### [Sayfa metni]
Türkiye'nin, çoğunluğu Avrupa'da olmak üzere dünya genelinde 6,5
milyona yakın vatandaşı, yani diasporası bulunduğunu ifade eden
Erdoğan, bunların arasında iş dünyası, akademi, siyaset, sinema,
edebiyat, ticaret ve basın yayın hayatında ciddi başarılara imza
atan isimler olduğuna dikkati çekerek, "Nerede ikamet ederlerse
etsin, onların başarılarını kendi başarımız olarak görüyoruz ancak
bunların arasında kimi zaman maalesef birilerine yaranmak için olsa
gerek ülkemize husumette yarışanlar da çıkabiliyor. Türkiye'ye ve
Türk milletine düşmanlığı görev addeden bir sürü mankurt tipleri de
üzüntüyle takip ediyoruz. Yabancılar ülkemizle ilgili
değerlendirmelerde en azından bazı ilkelere saygı gösterirken bu
tetikçiler, her türlü yalanı ve iftirayı fütursuzca kullanıyorlar.
Buldukları her fırsatta milletimiz hakkında hakaretamiz cümleler
kurmayı maharet sanıyorlar. Başka ülkelerin lejyoneri olmayı bize
'gazetecilik, akademisyenlik, ilericilik' diye yutturmaya
çalışıyorlar" dedi.
"MEYDANI FETÖ'CÜLERE ASLA BIRAKMAYACAĞIZ"

### [Görev koşulları]
Diaspora metninde "Türkiye'nin, çoğunluğu Avrupa'da" sözlerinden "iftirayı fütursuzca kullanıyorlar." sözlerine kadar her şeyi, "Avrupa'da" yerine "Amerika'da" koyarak yeniden yazın. Yalnızca sayfadaki metinden yararlanın.

### [Kayıtlı veriler]
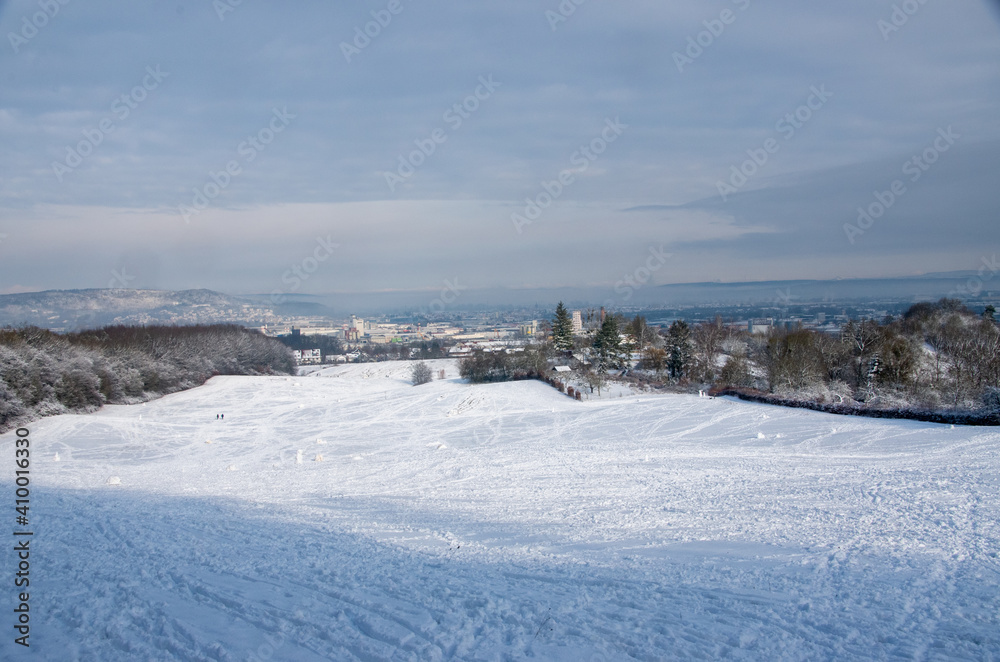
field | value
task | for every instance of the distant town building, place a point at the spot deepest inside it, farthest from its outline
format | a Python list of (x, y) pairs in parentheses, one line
[(307, 356)]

### [Tam cevap]
Türkiye'nin, çoğunluğu Amerika'da olmak üzere dünya genelinde 6,5
milyona yakın vatandaşı, yani diasporası bulunduğunu ifade eden
Erdoğan, bunların arasında iş dünyası, akademi, siyaset, sinema,
edebiyat, ticaret ve basın yayın hayatında ciddi başarılara imza
atan isimler olduğuna dikkati çekerek, "Nerede ikamet ederlerse
etsin, onların başarılarını kendi başarımız olarak görüyoruz ancak
bunların arasında kimi zaman maalesef birilerine yaranmak için olsa
gerek ülkemize husumette yarışanlar da çıkabiliyor. Türkiye'ye ve
Türk milletine düşmanlığı görev addeden bir sürü mankurt tipleri de
üzüntüyle takip ediyoruz. Yabancılar ülkemizle ilgili
değerlendirmelerde en azından bazı ilkelere saygı gösterirken bu
tetikçiler, her türlü yalanı ve iftirayı fütursuzca kullanıyorlar.